*Task statement*.
Reproduce every one of the records below line for line, without changing anything, and leave the pictures out of your copy.

+++

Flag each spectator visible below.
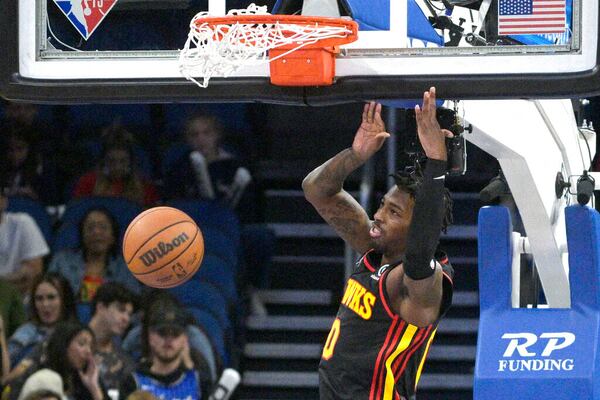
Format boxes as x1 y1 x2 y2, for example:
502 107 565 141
165 110 252 216
0 279 26 337
18 368 64 400
8 273 75 370
0 127 58 204
73 126 159 206
123 290 222 381
18 322 109 400
89 282 136 389
48 208 140 302
120 300 213 400
0 191 50 294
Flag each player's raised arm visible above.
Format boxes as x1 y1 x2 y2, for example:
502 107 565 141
387 87 452 326
302 102 390 253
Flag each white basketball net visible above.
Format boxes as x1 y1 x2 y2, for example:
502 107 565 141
179 4 351 88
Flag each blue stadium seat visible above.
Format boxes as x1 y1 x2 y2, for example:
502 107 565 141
187 307 229 365
7 196 53 245
164 103 250 137
52 196 142 251
168 276 231 330
83 140 154 178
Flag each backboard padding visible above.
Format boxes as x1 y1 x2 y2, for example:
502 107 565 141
0 0 600 104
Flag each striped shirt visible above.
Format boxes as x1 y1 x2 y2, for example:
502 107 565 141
319 251 454 400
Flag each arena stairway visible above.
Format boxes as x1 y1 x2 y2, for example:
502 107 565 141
235 189 480 400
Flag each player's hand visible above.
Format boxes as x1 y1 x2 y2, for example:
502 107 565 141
415 86 454 160
352 102 390 161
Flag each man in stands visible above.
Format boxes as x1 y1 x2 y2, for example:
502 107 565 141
120 300 212 400
89 282 136 389
0 190 50 295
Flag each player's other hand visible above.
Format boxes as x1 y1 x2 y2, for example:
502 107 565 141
415 86 454 160
352 102 390 161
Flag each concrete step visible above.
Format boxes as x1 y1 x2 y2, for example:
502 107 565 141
246 315 478 334
244 343 476 362
257 289 332 306
257 289 479 307
267 223 477 240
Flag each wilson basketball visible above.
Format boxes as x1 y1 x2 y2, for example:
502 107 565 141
123 207 204 288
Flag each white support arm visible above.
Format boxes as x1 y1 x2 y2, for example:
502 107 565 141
463 100 589 308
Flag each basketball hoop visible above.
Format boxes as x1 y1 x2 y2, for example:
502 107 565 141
179 4 358 88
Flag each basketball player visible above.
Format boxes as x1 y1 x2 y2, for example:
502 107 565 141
302 87 453 400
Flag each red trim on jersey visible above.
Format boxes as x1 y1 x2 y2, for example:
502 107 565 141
392 328 425 381
363 249 375 272
369 318 406 400
379 270 399 318
376 320 408 399
394 325 433 377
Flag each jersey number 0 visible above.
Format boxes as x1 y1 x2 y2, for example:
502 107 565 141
321 318 340 360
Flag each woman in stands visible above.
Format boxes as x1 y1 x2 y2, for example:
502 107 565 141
73 126 159 206
18 322 109 400
8 273 75 368
48 208 140 302
0 126 57 204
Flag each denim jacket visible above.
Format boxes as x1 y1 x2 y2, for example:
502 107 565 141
48 250 141 297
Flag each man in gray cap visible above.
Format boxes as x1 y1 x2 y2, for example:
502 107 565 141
120 299 211 400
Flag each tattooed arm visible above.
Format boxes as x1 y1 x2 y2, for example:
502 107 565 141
302 103 390 253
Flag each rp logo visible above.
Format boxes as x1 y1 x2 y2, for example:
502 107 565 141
54 0 117 40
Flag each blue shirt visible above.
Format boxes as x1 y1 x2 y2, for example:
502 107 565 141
48 250 141 297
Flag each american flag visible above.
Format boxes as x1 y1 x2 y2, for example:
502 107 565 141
498 0 567 35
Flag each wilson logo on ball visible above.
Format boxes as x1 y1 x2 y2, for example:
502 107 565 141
139 232 189 267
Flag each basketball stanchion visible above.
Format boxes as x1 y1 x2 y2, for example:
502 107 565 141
123 207 204 289
179 4 358 88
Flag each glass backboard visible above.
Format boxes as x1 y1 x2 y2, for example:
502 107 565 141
0 0 600 104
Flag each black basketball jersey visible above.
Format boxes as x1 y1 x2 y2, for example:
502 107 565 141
319 251 454 400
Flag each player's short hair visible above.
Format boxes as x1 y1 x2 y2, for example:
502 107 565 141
92 282 137 314
392 161 454 233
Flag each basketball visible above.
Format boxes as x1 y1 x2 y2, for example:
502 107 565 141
123 207 204 289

+++

*Response below*.
Flag each spectator visible below.
Format boxes as x1 y1 x2 y2, for example:
502 107 565 141
165 110 252 216
0 279 26 337
18 368 64 400
8 273 75 370
0 127 58 204
73 126 159 206
123 290 222 381
18 322 109 400
89 282 136 389
48 208 140 302
120 300 213 400
0 191 50 294
Flag each player's raised arm visible above.
Format boxes as x1 y1 x2 y2, for example:
502 107 565 141
387 87 452 326
302 102 390 253
Flag each white basketball net visible above.
Format boxes as x1 y1 x2 y2, for example:
502 107 565 141
179 4 351 88
Flag each blue stadium seat visible above.
Format boxes as x1 y1 x2 y2, for example:
502 107 565 141
187 307 229 365
7 196 53 245
164 103 250 137
52 196 142 251
168 276 231 330
83 140 154 178
Flag each backboard padding visible above.
Format boxes as x1 y1 x2 y2, for example:
502 107 565 141
0 0 600 104
Flag each striped shirt visible above.
Format boxes as x1 y1 x2 y2, for example:
502 107 565 141
319 251 454 400
Flag each arena stairway visible above.
Format boxes as x1 y1 x2 y2, for example:
502 107 565 141
235 189 480 400
Flag each player's hand visible above.
Format boxes as x1 y1 x2 y2, for example:
502 107 565 141
415 86 454 160
352 102 390 161
Flag each man in stands visible above.
Format boxes as x1 y1 x2 y2, for example:
502 107 565 141
120 300 212 400
89 282 136 389
0 190 50 295
Flag each player's other hand visible above.
Format boxes as x1 y1 x2 y2, for example:
502 107 565 141
415 86 454 160
352 102 390 161
Flag each concrete step visible above.
Format boxes as x1 y1 x2 y2, for example:
502 107 565 141
246 315 478 334
244 343 476 362
257 289 332 306
257 289 479 307
267 223 477 240
Flag each wilson basketball visible above.
Format boxes as x1 y1 x2 y2, for example:
502 107 565 141
123 207 204 288
Flag each white support arm visible above.
Format boxes as x1 y1 x2 y2, for example:
502 107 565 141
463 100 589 308
Flag each basketball hoop visible above.
Format boxes as x1 y1 x2 y2, for example:
502 107 565 141
179 4 358 88
Flag each basketball player visible above.
Format boxes as x1 y1 x2 y2, for example:
502 107 565 141
302 87 453 400
Flag each red trim on jersey visible above.
Format boxes as x1 y1 x2 y2, for example:
502 107 565 141
392 328 425 381
363 249 375 272
369 318 406 400
379 270 399 318
376 320 408 399
394 325 433 377
Flag each jersey number 0 visible above.
Format boxes as x1 y1 x2 y2, for example:
502 107 565 141
321 318 340 360
Flag each woman in stands visible above.
Format boxes as x1 y1 x2 y2, for example:
502 107 565 141
73 126 159 206
18 322 109 400
8 273 75 368
48 208 140 302
0 126 57 204
Flag each denim jacket visible above.
Format boxes as x1 y1 x2 y2, for example:
502 107 565 141
48 250 141 297
Flag each man in gray cap visible above.
Format boxes as x1 y1 x2 y2, for example:
502 107 565 141
120 299 211 400
Flag each tattooed arm visible above.
Format boxes as x1 y1 x2 y2, for example:
502 107 565 141
302 103 390 253
Flag each rp logo visible above.
Format boxes as x1 y1 x2 y2, for example:
502 107 565 141
54 0 117 40
Flag each blue shirt visible above.
Format boxes as x1 y1 x2 y2, for example:
502 107 565 141
48 250 141 297
Flag each american flag visible above.
Format boxes as x1 y1 x2 y2, for example:
502 107 565 141
498 0 567 35
Flag each wilson logo on ball visible above.
Format boxes as x1 y1 x2 y2, for example:
502 107 565 141
139 232 189 267
Flag each basketball stanchion visible above.
Format boxes as x1 y1 x2 y2, for example:
502 107 565 141
123 207 204 289
179 4 358 88
Flag each glass backboard visible above.
Format boxes as x1 y1 x2 y2, for example:
502 107 565 141
0 0 600 104
Flag each black basketball jersey visible above.
Format boxes as x1 y1 x2 y2, for example:
502 107 565 141
319 251 454 400
Flag each player's short hair visible above.
Format boxes as x1 y1 x2 y2, for example:
502 107 565 141
92 282 137 314
392 161 454 233
Flag each basketball visible above.
Format boxes as x1 y1 x2 y2, for example:
502 107 565 141
123 207 204 289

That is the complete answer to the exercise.